WORK TO BE COMPLETED
Turn the data below into a numbered list, one line per item, leaving out any blank lines.

--- start of EXTRACTED MATERIAL ---

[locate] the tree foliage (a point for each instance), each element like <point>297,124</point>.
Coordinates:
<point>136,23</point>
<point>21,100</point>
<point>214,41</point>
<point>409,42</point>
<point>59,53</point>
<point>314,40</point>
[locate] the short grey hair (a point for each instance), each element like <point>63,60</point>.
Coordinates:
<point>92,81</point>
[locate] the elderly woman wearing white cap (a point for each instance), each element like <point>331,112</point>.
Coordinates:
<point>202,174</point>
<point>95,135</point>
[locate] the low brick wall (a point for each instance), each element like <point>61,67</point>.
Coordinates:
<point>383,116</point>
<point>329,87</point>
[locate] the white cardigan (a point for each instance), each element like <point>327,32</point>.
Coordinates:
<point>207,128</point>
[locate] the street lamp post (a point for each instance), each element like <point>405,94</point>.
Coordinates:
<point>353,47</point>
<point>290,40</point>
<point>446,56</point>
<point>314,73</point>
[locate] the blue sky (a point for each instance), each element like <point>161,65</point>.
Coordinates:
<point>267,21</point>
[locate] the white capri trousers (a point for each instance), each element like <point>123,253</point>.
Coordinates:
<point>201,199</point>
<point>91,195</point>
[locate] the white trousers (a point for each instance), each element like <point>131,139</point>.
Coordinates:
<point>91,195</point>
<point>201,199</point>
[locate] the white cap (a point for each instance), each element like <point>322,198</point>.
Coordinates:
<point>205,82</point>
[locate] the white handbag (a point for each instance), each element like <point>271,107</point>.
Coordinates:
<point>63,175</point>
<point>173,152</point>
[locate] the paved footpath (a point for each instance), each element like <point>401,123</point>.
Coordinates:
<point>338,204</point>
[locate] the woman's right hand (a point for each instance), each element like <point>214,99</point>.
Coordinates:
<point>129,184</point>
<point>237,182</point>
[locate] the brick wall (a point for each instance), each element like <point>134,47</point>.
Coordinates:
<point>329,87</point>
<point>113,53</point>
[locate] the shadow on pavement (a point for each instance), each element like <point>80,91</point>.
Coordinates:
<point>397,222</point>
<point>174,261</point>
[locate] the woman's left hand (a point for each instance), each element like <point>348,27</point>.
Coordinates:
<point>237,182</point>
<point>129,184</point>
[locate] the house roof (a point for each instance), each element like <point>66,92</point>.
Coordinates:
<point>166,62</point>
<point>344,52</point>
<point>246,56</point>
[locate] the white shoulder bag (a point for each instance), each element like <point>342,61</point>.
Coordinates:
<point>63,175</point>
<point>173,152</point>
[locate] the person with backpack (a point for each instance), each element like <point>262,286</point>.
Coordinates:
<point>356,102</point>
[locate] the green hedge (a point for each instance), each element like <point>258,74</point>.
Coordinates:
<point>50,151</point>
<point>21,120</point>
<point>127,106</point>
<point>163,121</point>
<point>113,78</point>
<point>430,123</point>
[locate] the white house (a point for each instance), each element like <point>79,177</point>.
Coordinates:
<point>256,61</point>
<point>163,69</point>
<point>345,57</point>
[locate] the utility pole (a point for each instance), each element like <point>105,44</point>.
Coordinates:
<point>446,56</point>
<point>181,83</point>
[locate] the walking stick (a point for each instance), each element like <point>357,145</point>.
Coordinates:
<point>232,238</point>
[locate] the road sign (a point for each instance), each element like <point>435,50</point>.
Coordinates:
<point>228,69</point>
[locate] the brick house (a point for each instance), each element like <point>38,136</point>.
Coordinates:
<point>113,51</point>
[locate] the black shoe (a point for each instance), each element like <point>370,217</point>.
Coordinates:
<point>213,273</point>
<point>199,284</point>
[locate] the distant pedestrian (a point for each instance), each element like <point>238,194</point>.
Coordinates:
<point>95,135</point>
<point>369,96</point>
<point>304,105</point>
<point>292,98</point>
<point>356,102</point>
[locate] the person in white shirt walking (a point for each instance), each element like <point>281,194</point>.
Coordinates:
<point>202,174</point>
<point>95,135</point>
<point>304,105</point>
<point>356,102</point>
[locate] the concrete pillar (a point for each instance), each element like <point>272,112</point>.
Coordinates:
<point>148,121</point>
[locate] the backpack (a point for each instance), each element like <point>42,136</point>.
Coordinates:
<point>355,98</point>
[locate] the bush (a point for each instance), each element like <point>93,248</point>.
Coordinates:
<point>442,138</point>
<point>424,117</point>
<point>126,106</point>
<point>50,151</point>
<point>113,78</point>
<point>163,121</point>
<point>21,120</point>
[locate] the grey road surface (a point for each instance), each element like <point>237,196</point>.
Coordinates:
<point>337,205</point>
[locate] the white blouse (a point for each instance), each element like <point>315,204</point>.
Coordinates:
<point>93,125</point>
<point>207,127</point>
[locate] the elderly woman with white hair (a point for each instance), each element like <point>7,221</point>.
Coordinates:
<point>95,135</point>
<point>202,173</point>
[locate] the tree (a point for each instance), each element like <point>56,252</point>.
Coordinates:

--- end of EXTRACTED MATERIAL ---

ANSWER IN FULL
1. [locate] the tree foliage (a point for each instance), each element like <point>297,124</point>.
2. Coordinates:
3. <point>136,23</point>
4. <point>21,100</point>
5. <point>214,41</point>
6. <point>409,42</point>
7. <point>59,53</point>
8. <point>314,40</point>
9. [locate] the short grey hair (a point for each instance), each element like <point>63,60</point>.
10. Coordinates:
11. <point>92,81</point>
12. [locate] the elderly woman wearing white cap (a point for each instance), each element like <point>331,112</point>.
13. Coordinates:
14. <point>202,174</point>
15. <point>95,135</point>
16. [locate] the low brick wall (a point for each instance), each element like <point>61,67</point>.
17. Coordinates:
18. <point>383,116</point>
19. <point>329,87</point>
20. [locate] the white cardigan (a point for each instance), each element like <point>327,32</point>.
21. Coordinates:
22. <point>207,128</point>
23. [locate] the street lamp post (a point for each instance), each element like <point>405,94</point>.
24. Coordinates:
25. <point>353,47</point>
26. <point>290,40</point>
27. <point>446,56</point>
28. <point>314,73</point>
29. [locate] the blue sky (a point for each instance), each element like <point>161,65</point>.
30. Coordinates:
31. <point>267,21</point>
32. [locate] the white capri trousers (a point for each instance), each element like <point>123,253</point>.
33. Coordinates:
34. <point>201,199</point>
35. <point>91,195</point>
36. [locate] the white trousers (a point for each instance), each element like <point>131,139</point>.
37. Coordinates:
38. <point>91,195</point>
39. <point>201,199</point>
40. [locate] the white cap (a point for each instance), each element like <point>322,198</point>.
41. Coordinates:
42. <point>205,82</point>
43. [locate] the white handbag (a point for each instance), each element like <point>271,107</point>.
44. Coordinates:
45. <point>63,175</point>
46. <point>173,152</point>
47. [locate] the paved footpath (a point for each instance), each element like <point>401,123</point>.
48. Coordinates:
49. <point>338,204</point>
50. [locate] the woman's right hand (a point for each instance), each element like <point>214,99</point>.
51. Coordinates:
52. <point>129,184</point>
53. <point>237,182</point>
54. [locate] the brick wall (a point for each instance), each element like <point>134,47</point>.
55. Coordinates:
56. <point>329,87</point>
57. <point>113,53</point>
58. [locate] the shadow on pavement (a point for each instance), each element like <point>80,91</point>.
59. Coordinates:
60. <point>397,222</point>
61. <point>174,261</point>
62. [locate] the woman's left hand (a point for each instance), each element like <point>348,27</point>.
63. Coordinates:
64. <point>237,182</point>
65. <point>129,184</point>
66. [locate] the house roof (a point for each instance), each element like <point>66,92</point>.
67. Coordinates:
68. <point>166,62</point>
69. <point>344,52</point>
70. <point>246,56</point>
71. [locate] the white shoulder bag (a point for each instance), each element like <point>342,61</point>.
72. Coordinates:
73. <point>63,175</point>
74. <point>173,152</point>
75. [locate] the person with backpack (a point for each instance), each element like <point>262,286</point>.
76. Coordinates:
77. <point>356,102</point>
78. [locate] the green hedge (a point for each instance), each element like <point>258,74</point>.
79. Coordinates:
80. <point>50,151</point>
81. <point>21,120</point>
82. <point>127,106</point>
83. <point>163,121</point>
84. <point>113,78</point>
85. <point>430,123</point>
86. [locate] the white house (a point for each instance), each element like <point>79,177</point>.
87. Coordinates:
88. <point>256,61</point>
89. <point>163,69</point>
90. <point>345,57</point>
91. [locate] the utility pole (a point for each instance), each element like <point>105,44</point>.
92. Coordinates:
93. <point>446,56</point>
94. <point>181,83</point>
95. [locate] the walking stick (a point for each instance), each element like <point>357,145</point>.
96. Coordinates:
97. <point>232,238</point>
98. [locate] the road sign (a point for each instance), each element like <point>435,50</point>.
99. Coordinates:
100. <point>228,69</point>
101. [locate] the brick house (a point for each instance), each element like <point>38,136</point>.
102. Coordinates:
103. <point>113,51</point>
104. [locate] the black shoe (a point for each instance), each element like <point>370,217</point>.
105. Coordinates:
106. <point>213,273</point>
107. <point>199,284</point>
108. [locate] the distant pedestrian (a point for each instance), each element like <point>238,194</point>.
109. Coordinates:
110. <point>95,135</point>
111. <point>369,96</point>
112. <point>304,105</point>
113. <point>292,98</point>
114. <point>356,102</point>
115. [locate] the person in white shirt walking (a point for each instance), each element like <point>281,194</point>.
116. Coordinates:
117. <point>202,174</point>
118. <point>95,135</point>
119. <point>304,105</point>
120. <point>356,102</point>
121. [locate] the concrete pillar (a point for each instance), each element like <point>272,112</point>.
122. Coordinates:
123. <point>148,121</point>
124. [locate] the backpack (a point for each instance), each element like <point>42,136</point>.
125. Coordinates:
126. <point>355,98</point>
127. [locate] the bush (a point for each instance), each element like <point>93,248</point>.
128. Coordinates:
129. <point>442,138</point>
130. <point>424,117</point>
131. <point>126,106</point>
132. <point>50,151</point>
133. <point>113,78</point>
134. <point>163,121</point>
135. <point>21,120</point>
136. [locate] the grey road surface (a point for each instance), each element like <point>237,196</point>.
137. Coordinates:
138. <point>337,205</point>
139. [locate] the white blouse (a point for each instance), each element like <point>315,204</point>.
140. Coordinates:
141. <point>93,125</point>
142. <point>207,127</point>
143. [locate] the elderly woman with white hair (a point for each instance), each element like <point>7,221</point>.
144. Coordinates:
145. <point>95,135</point>
146. <point>202,173</point>
147. [locate] the tree (a point for each instance), each element like <point>56,252</point>.
148. Coordinates:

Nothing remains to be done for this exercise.